>> START Record set

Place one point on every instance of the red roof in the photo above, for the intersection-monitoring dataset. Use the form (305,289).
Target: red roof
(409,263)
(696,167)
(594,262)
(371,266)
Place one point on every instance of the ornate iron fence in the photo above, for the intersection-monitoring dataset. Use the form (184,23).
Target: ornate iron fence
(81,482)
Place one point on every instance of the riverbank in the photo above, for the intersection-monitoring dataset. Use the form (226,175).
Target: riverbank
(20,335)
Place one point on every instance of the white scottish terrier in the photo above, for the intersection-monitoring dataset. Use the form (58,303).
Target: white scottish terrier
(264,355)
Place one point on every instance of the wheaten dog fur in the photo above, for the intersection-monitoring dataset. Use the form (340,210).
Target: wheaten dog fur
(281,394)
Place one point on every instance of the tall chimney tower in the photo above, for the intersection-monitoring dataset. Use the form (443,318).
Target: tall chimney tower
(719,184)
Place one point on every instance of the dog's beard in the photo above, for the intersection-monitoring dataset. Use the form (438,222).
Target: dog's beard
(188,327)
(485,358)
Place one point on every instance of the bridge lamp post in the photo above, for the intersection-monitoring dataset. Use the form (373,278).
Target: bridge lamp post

>> END Record set

Problem — Print all the items above again, reproducing each line word for word.

Problem solution —
Place one point on every instance of the red roof in the photo above, for the intersection-monitoring dataset. Use the form (305,289).
Target: red roof
(409,263)
(696,167)
(594,262)
(371,266)
Place one point on every instance of the ornate iron fence in the photo above, for the intersection-monitoring dataset. Use the form (184,23).
Target: ornate iron fence
(81,482)
Place one point on every instance of the riverbank in the photo above, for the intersection-monitoring dataset. Use the form (226,175).
Target: riverbank
(20,335)
Place one point on every instance of the white scottish terrier in the photo above, for the intersection-monitoring dataset. Use the form (58,303).
Target: white scottish terrier
(264,355)
Place one point on every instance of the wheaten dog fur in the photo above, for the intersection-monitoring dataset. Use the form (340,210).
Target: wheaten dog fur
(281,394)
Place one point on every instance of the tall chimney tower in the photo above, for the intersection-monitoring dataset. Use the form (443,318).
Target: tall chimney tower
(719,184)
Place one point on every instance of the dog's beard in the photo above, for the intersection-monitoring dataset. Use the form (438,222).
Target: dog's beard
(188,327)
(485,358)
Place one point on every instance of the bridge lamp post in the photo above, for the intersection-monitoring dataset. Use the form (373,278).
Target: bridge lamp post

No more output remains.